The draft surface transportation funding bill would increase infrastructure spending by 22% a year from previous authorizations. The current two-year funding law, Moving Ahead For Progress in the 21st Century, will expire on Sept. 30, at the end of fiscal 2014.

"We will do everything at the Department of Transportation to make this budget a reality, including sending a bill to Congress to support it ... within a couple of months," Foxx said.

Highway funding would be set at $199.2 billion over the four years, with $48.6 billion in fiscal 2015, $49.4 billion in 2016, $50.2 billion in 2017, and $51.1 billion in 2018, the final year of the plan.

The four-year plan would be funded in part with $150 billion of one-time revenues that could be generated by a proposed revamp of the corporate tax code. The gasoline tax revenues in the rapidly depleting Highway Trust Fund would be augmented with $63 billion from the tax reform.

"The President will work with the Congress to develop fiscally responsible solutions to address funding needs beyond the reauthorization window," budget documents said.

Funding in fiscal 2015 for transit and passenger rail programs would total $22.3 billion, an increase of $10 billion from 2014 spending. Transit would account for $72.3 billion over four years.

"The budget nearly doubles annual transit investments over the prior authorization, with resources supporting both existing capacity and expansion through projects involving bus rapid transit, subway, light rail, and commuter rail systems," budget documents said.

The budget would provide $19.1 billion over four years to passenger rail projects as part of an "integrated national transportation strategy," Foxx said. About half of that would be dedicated to high-performance rail, which includes high-speed rail and half for improvements to existing systems.

Freight rail projects would receive $10 billion of funding in the president's four-year plan. Obama would increase by $4 billion to $19 billion the cap on tax-exempt private activity bonds used for highway and raise transfer facilities. The cap is allocated by the DOT and does not fall within state PAB caps.

Some of the additional federal transportation spending would be through three grant programs: a new one, an existing one, and a temporary one that would be extended.

The Transportation Investment Generating Economic Recovery competitive grant program would be funded with $1.25 billion in fiscal 2015 and made permanent, with $5 billion in total funding. The grant program was first authorized by the 2009 federal stimulus act.

Directive A:
From the passage on the transportation funding plan, give the highway funding amount for each fiscal year, paired with its year.
Directive B:
Write the next part of the passage on the transportation funding plan, starting right after its final sentence.
The listing that comes after this passage on the transportation funding plan isn't needed for any of this.

Supplied data:
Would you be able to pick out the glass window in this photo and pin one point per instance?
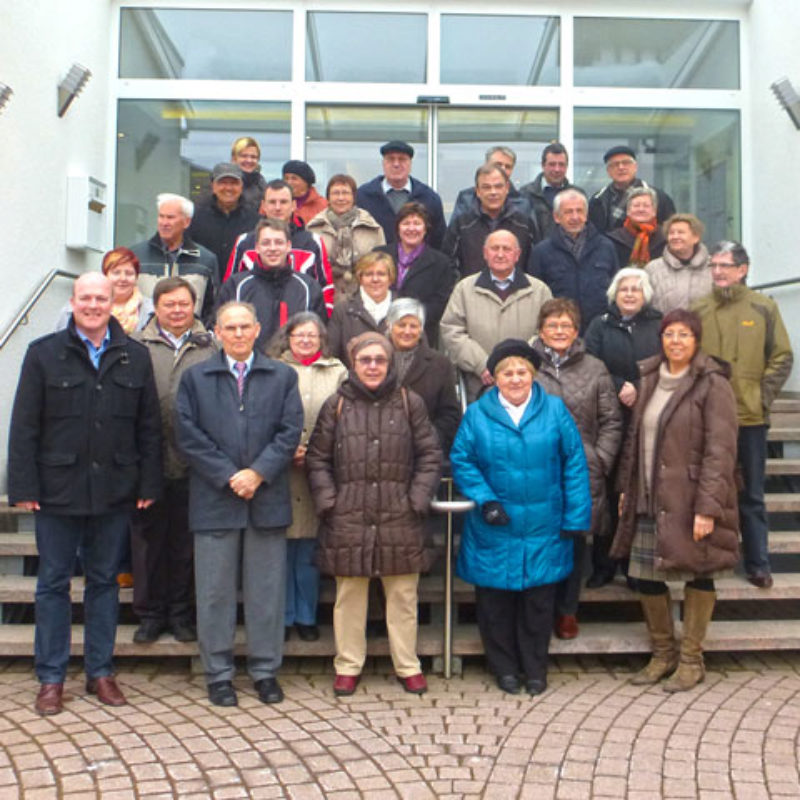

Task answer A:
- Fiscal 2015: $48.6 billion
- Fiscal 2016: $49.4 billion
- Fiscal 2017: $50.2 billion
- Fiscal 2018: $51.1 billion

Task answer B:
The Federal Highway Administration would receive $1 billion a year over the four years to distribute as grants under the Transportation Infrastructure and Innovation Act program.

A new $4 billion, four-year Fixing and Accelerating Surface Transportation competitive grant program would begin with $500 million in fiscal 2015, providing incentives for state and local governments to adopt innovative reforms such as peak traffic demand management.

On the aviation side, funding for federal airport improvement grants would be reduced to $2.9 billion in fiscal 2015 from $3.35 billion this fiscal year.

The airport grants would be targeted to smaller commercial and general aviation airports with limited revenue sources. Larger hub airports would be allowed to increase the passenger facility charges to $8.00 from the current $4.50 to give those facilities more flexibility in raising revenue to support debt for new terminals and other capital projects.

The proposal to raise the PFC to $8 is nice, said Todd Hauptli, president and CEO of the American Association of Airport Executives, but an $8.50 charge with periodic increases for inflation would be better. "With federal investment in our nation's airport system declining and facing further constraints, airports desperately need additional tools locally to meet current requirements and to prepare for future demand," Hauptli said.

The PFC has not been increased in 14 years, he said. "It's time for the federal government to empower airport investment rather than stymie it by giving airports the self-help they need in the form of an increase in the PFC," Hauptli said. "We have a blueprint for moving forward, and we remain hopeful that Congress will act soon to give airports the tools they need to invest in critical infrastructure improvements."